# Labeled area outline entries:
+ + + + + + +

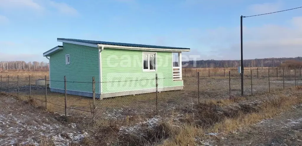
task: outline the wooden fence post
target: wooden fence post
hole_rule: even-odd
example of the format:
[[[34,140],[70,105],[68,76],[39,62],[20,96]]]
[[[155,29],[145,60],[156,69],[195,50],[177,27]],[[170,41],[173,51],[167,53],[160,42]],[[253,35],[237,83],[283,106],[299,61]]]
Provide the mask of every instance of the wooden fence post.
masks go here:
[[[45,108],[47,110],[47,84],[46,82],[46,76],[45,76]]]
[[[283,71],[283,89],[284,89],[284,68],[282,69]]]
[[[296,68],[295,68],[295,87],[297,86],[297,84],[296,83]]]
[[[8,95],[9,95],[9,75],[7,76],[7,82],[8,85]]]
[[[0,75],[0,78],[1,78],[1,85],[0,86],[0,92],[2,92],[2,75]]]
[[[198,106],[199,106],[199,72],[197,73],[197,86],[198,86],[197,88],[198,91]]]
[[[230,91],[230,100],[231,100],[231,71],[229,71],[229,87]]]
[[[31,75],[29,75],[29,100],[31,96]]]
[[[253,95],[253,84],[252,82],[252,70],[251,70],[251,93]]]
[[[196,69],[197,70],[197,69]],[[155,91],[155,96],[156,98],[156,114],[157,115],[158,113],[157,110],[157,92],[158,92],[158,84],[157,84],[157,74],[155,74],[155,88],[156,90]]]
[[[271,86],[269,82],[269,69],[268,70],[268,93],[271,92]]]
[[[17,97],[19,98],[19,75],[17,75]]]
[[[95,110],[95,81],[94,77],[92,77],[92,122],[94,123]]]
[[[301,67],[299,67],[299,70],[300,70],[300,77],[301,77]]]
[[[65,116],[67,116],[66,108],[67,107],[67,102],[66,97],[67,96],[67,89],[66,88],[66,76],[64,76],[64,88],[65,89]]]
[[[259,76],[258,76],[258,68],[257,68],[257,79],[259,78]]]

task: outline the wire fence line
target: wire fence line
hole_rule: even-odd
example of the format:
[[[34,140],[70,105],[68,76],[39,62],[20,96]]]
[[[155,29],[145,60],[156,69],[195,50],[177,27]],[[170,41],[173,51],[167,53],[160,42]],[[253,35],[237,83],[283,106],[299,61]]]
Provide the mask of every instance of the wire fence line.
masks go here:
[[[186,69],[186,74],[189,72],[188,68]],[[204,70],[209,73],[208,69]],[[81,81],[78,82],[77,79],[73,79],[75,81],[69,81],[68,78],[64,76],[62,80],[57,81],[50,80],[47,76],[41,79],[31,76],[21,78],[19,76],[0,75],[0,92],[16,96],[26,102],[62,115],[79,115],[85,118],[91,118],[93,122],[96,119],[111,121],[137,116],[150,117],[155,115],[167,115],[175,111],[184,113],[192,104],[199,105],[202,100],[232,99],[240,96],[241,79],[238,71],[230,70],[226,72],[225,69],[221,69],[219,71],[222,70],[224,71],[223,76],[220,75],[209,77],[204,75],[201,70],[198,71],[196,78],[188,74],[185,77],[183,69],[183,89],[164,92],[162,87],[175,86],[172,84],[174,81],[167,82],[172,80],[173,78],[159,77],[157,74],[154,77],[145,79],[104,82],[97,81],[93,77],[89,79],[90,82],[79,79]],[[244,95],[255,95],[302,86],[300,72],[300,68],[246,69],[243,76]],[[123,84],[125,82],[140,81],[143,84],[149,81],[150,81],[148,84],[153,86],[152,89],[154,89],[154,92],[103,99],[101,94],[100,97],[96,96],[99,91],[96,89],[100,83],[115,82],[120,86],[114,87],[120,87],[125,86]],[[51,91],[49,83],[53,84],[53,81],[59,82],[63,84],[64,91]],[[92,97],[67,94],[68,91],[72,90],[71,85],[75,83],[88,89]]]

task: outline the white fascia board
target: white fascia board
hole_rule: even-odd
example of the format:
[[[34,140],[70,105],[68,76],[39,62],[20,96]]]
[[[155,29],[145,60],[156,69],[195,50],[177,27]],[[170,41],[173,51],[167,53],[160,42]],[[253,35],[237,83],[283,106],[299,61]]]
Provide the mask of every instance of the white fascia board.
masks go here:
[[[50,54],[50,53],[51,53],[52,52],[53,52],[56,51],[58,50],[63,50],[63,47],[58,47],[54,48],[53,50],[49,52],[46,52],[43,53],[43,56],[46,56],[47,55],[48,55],[49,54]]]
[[[133,47],[122,46],[113,45],[103,45],[98,44],[97,46],[100,47],[104,46],[104,48],[119,49],[120,49],[134,50],[142,50],[144,51],[156,51],[168,52],[181,52],[190,51],[190,49],[161,49],[159,48],[145,48],[143,47]]]
[[[104,47],[107,48],[112,48],[114,49],[120,49],[133,50],[142,50],[145,51],[156,51],[168,52],[180,52],[190,51],[190,49],[161,49],[159,48],[145,48],[143,47],[133,47],[122,46],[115,46],[114,45],[104,45],[102,44],[92,44],[85,43],[82,43],[75,41],[65,41],[64,40],[58,40],[58,41],[63,43],[69,43],[80,45],[83,45],[93,47],[100,47],[103,46]]]
[[[78,42],[77,41],[65,41],[64,40],[58,40],[57,41],[59,42],[62,42],[62,43],[69,43],[70,44],[76,44],[80,45],[83,45],[83,46],[92,47],[98,47],[98,46],[97,46],[98,45],[95,44],[89,44],[88,43],[82,43],[81,42]]]

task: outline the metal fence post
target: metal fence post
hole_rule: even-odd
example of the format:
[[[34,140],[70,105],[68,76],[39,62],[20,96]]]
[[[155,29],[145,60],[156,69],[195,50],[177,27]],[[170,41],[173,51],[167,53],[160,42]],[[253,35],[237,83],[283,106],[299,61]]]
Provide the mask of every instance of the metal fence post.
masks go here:
[[[67,96],[67,89],[66,88],[66,76],[64,76],[64,88],[65,89],[65,116],[67,116],[66,112],[66,108],[67,107],[67,103],[66,100],[66,96]]]
[[[92,122],[94,123],[95,118],[95,81],[94,77],[92,77]]]
[[[284,89],[284,68],[282,69],[283,71],[283,89]]]
[[[299,70],[300,70],[300,77],[301,77],[301,67],[299,67]]]
[[[295,68],[295,87],[297,86],[297,84],[296,83],[296,68]]]
[[[258,76],[258,68],[257,68],[257,79],[259,78],[259,76]]]
[[[8,85],[8,95],[9,95],[9,75],[7,76],[7,83]]]
[[[0,85],[0,92],[2,92],[2,75],[0,75],[0,78],[1,78],[1,85]]]
[[[196,69],[197,70],[197,69]],[[158,114],[157,110],[157,92],[158,91],[158,84],[157,84],[157,74],[155,74],[155,88],[156,90],[155,91],[155,96],[156,98],[156,114]]]
[[[31,96],[31,75],[29,75],[29,100]]]
[[[19,98],[19,75],[17,75],[17,97]]]
[[[197,88],[198,89],[198,106],[199,106],[199,72],[197,73]]]
[[[252,81],[252,70],[251,70],[251,93],[253,95],[253,84]]]
[[[268,70],[268,93],[271,92],[271,86],[269,83],[269,69]]]
[[[47,84],[46,82],[46,76],[45,76],[45,108],[47,109]]]
[[[231,71],[229,71],[229,87],[230,91],[230,100],[231,100]]]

+ + + + + + +

# Task to complete:
Please set down each line of the data above exactly as written, without the pictures.

# Final answer:
task: outline the wooden fence post
target: wooden fence post
hole_rule: even-odd
example of the format:
[[[34,140],[70,105],[68,76],[39,62],[20,96]]]
[[[155,29],[145,60],[156,69],[195,50],[177,27]],[[170,41],[173,51],[167,53],[160,42]],[[253,35],[237,83],[283,106],[299,61]]]
Provide the mask of every instance of the wooden fence post.
masks go here:
[[[45,108],[47,110],[47,84],[46,82],[46,76],[45,76]]]
[[[283,71],[283,89],[284,89],[284,68],[282,69]]]
[[[296,68],[295,68],[295,87],[297,86],[297,84],[296,83]]]
[[[8,95],[9,95],[9,75],[7,76],[7,82],[8,85]]]
[[[0,75],[0,78],[1,78],[1,85],[0,86],[0,92],[2,92],[2,75]]]
[[[198,106],[199,106],[199,72],[197,73],[197,86],[198,86],[197,88],[198,91]]]
[[[230,91],[230,100],[231,100],[231,71],[229,71],[229,87]]]
[[[31,75],[29,75],[29,100],[31,96]]]
[[[253,95],[253,84],[252,82],[252,70],[251,70],[251,93]]]
[[[196,69],[197,70],[197,69]],[[155,91],[155,96],[156,98],[156,114],[157,115],[158,113],[157,110],[157,92],[158,92],[158,84],[157,84],[157,74],[155,74],[155,88],[156,90]]]
[[[271,86],[269,82],[269,69],[268,70],[268,93],[271,92]]]
[[[17,97],[19,98],[19,75],[17,75]]]
[[[95,110],[95,81],[94,77],[92,77],[92,122],[94,123]]]
[[[301,67],[299,67],[299,70],[300,70],[300,77],[301,77]]]
[[[65,116],[67,116],[66,108],[67,107],[67,102],[66,97],[67,96],[67,89],[66,88],[66,76],[64,76],[64,88],[65,89]]]
[[[259,76],[258,76],[258,68],[257,68],[257,79],[259,78]]]

task: outline the wire fence line
target: wire fence line
hole_rule: even-odd
example of the format:
[[[34,140],[70,105],[68,76],[39,62],[20,96]]]
[[[155,29],[145,60],[156,69],[195,50],[177,27]],[[170,41],[173,51],[167,53],[160,42]],[[253,35],[237,83],[283,106],[299,61]]]
Provide the mask of every instance of the wire fence line.
masks go here:
[[[186,69],[186,74],[189,72],[188,68]],[[204,70],[209,73],[208,69]],[[81,81],[78,82],[77,79],[73,79],[75,81],[69,81],[68,78],[64,76],[62,80],[57,81],[50,80],[47,76],[41,79],[31,76],[21,78],[19,76],[0,75],[0,92],[16,96],[26,102],[62,115],[79,115],[85,118],[91,118],[93,122],[96,119],[111,121],[137,116],[150,117],[155,115],[167,115],[175,111],[184,113],[192,104],[199,105],[202,100],[232,99],[240,96],[241,79],[238,71],[230,70],[226,72],[225,69],[221,69],[219,71],[222,70],[224,71],[223,76],[220,75],[209,77],[204,75],[201,70],[198,71],[196,78],[188,74],[185,77],[183,69],[183,89],[164,92],[162,87],[175,86],[172,84],[174,81],[167,82],[172,80],[173,78],[159,77],[157,74],[154,77],[145,79],[104,82],[97,81],[93,77],[89,79],[90,82],[79,79]],[[244,95],[255,95],[302,86],[300,72],[300,68],[246,69],[243,76]],[[123,84],[125,82],[140,81],[143,84],[149,81],[150,81],[148,84],[153,86],[152,89],[154,89],[154,92],[103,99],[101,94],[100,97],[96,96],[99,91],[96,89],[100,83],[115,82],[120,86],[114,87],[120,87],[125,86]],[[51,91],[49,83],[53,84],[53,81],[59,82],[63,84],[64,91]],[[92,97],[67,94],[68,91],[72,90],[71,85],[75,83],[88,89]]]

task: outline the white fascia board
target: white fascia board
hole_rule: even-odd
example of the format:
[[[34,140],[70,105],[68,76],[39,62],[20,96]]]
[[[155,29],[145,60],[156,69],[195,50],[177,27]],[[170,41],[173,51],[167,53],[160,42]],[[253,35],[237,83],[283,106],[299,61]]]
Provide the mask of every instance of the white fascia board.
masks go here:
[[[50,54],[50,53],[51,53],[52,52],[53,52],[56,51],[58,50],[63,50],[63,47],[58,47],[54,48],[53,50],[49,52],[46,52],[43,53],[43,56],[46,56],[47,55],[48,55],[49,54]]]
[[[133,47],[122,46],[113,45],[103,45],[98,44],[97,46],[100,47],[104,46],[104,48],[119,49],[120,49],[134,50],[142,50],[144,51],[156,51],[168,52],[181,52],[190,51],[190,49],[161,49],[159,48],[145,48],[143,47]]]
[[[104,47],[107,48],[112,48],[114,49],[120,49],[133,50],[142,50],[145,51],[156,51],[168,52],[180,52],[190,51],[190,49],[161,49],[159,48],[145,48],[143,47],[133,47],[122,46],[115,46],[114,45],[104,45],[102,44],[92,44],[85,43],[82,43],[75,41],[65,41],[64,40],[58,40],[58,41],[63,43],[69,43],[80,45],[83,45],[93,47],[100,47],[103,46]]]
[[[78,42],[77,41],[65,41],[64,40],[58,40],[57,41],[59,42],[62,42],[62,43],[69,43],[70,44],[76,44],[80,45],[83,45],[83,46],[92,47],[98,47],[98,46],[97,46],[98,45],[95,44],[89,44],[88,43],[82,43],[81,42]]]

task: outline the metal fence post
target: metal fence post
hole_rule: even-odd
example of the format:
[[[34,140],[70,105],[68,76],[39,62],[20,96]]]
[[[155,29],[145,60],[156,69],[195,50],[177,27]],[[170,41],[173,51],[167,53],[160,42]],[[253,35],[237,83],[283,106],[299,61]]]
Provide the mask of every instance of the metal fence post.
masks go here:
[[[67,96],[67,89],[66,88],[66,76],[64,76],[64,88],[65,89],[65,116],[67,116],[66,112],[66,108],[67,107],[67,103],[66,100],[66,96]]]
[[[92,122],[94,123],[95,118],[95,81],[94,77],[92,77]]]
[[[284,89],[284,68],[282,69],[283,71],[283,89]]]
[[[299,70],[300,70],[300,77],[301,77],[301,67],[299,67]]]
[[[295,68],[295,87],[297,86],[297,84],[296,83],[296,68]]]
[[[258,76],[258,68],[257,68],[257,79],[259,78],[259,76]]]
[[[8,85],[8,95],[9,95],[9,75],[7,76],[7,83]]]
[[[0,85],[0,92],[2,92],[2,75],[0,75],[0,78],[1,78],[1,85]]]
[[[196,69],[197,70],[197,69]],[[158,114],[157,110],[157,92],[158,91],[158,84],[157,84],[157,74],[155,74],[155,88],[156,90],[155,91],[155,96],[156,98],[156,114]]]
[[[31,96],[31,75],[29,75],[29,100]]]
[[[19,98],[19,75],[17,75],[17,97]]]
[[[197,88],[198,89],[198,106],[199,106],[199,72],[197,73]]]
[[[252,81],[252,70],[251,70],[251,93],[253,95],[253,84]]]
[[[268,70],[268,93],[271,92],[271,86],[269,83],[269,69]]]
[[[47,84],[46,82],[46,76],[45,76],[45,108],[47,109]]]
[[[231,71],[229,71],[229,87],[230,91],[230,100],[231,100]]]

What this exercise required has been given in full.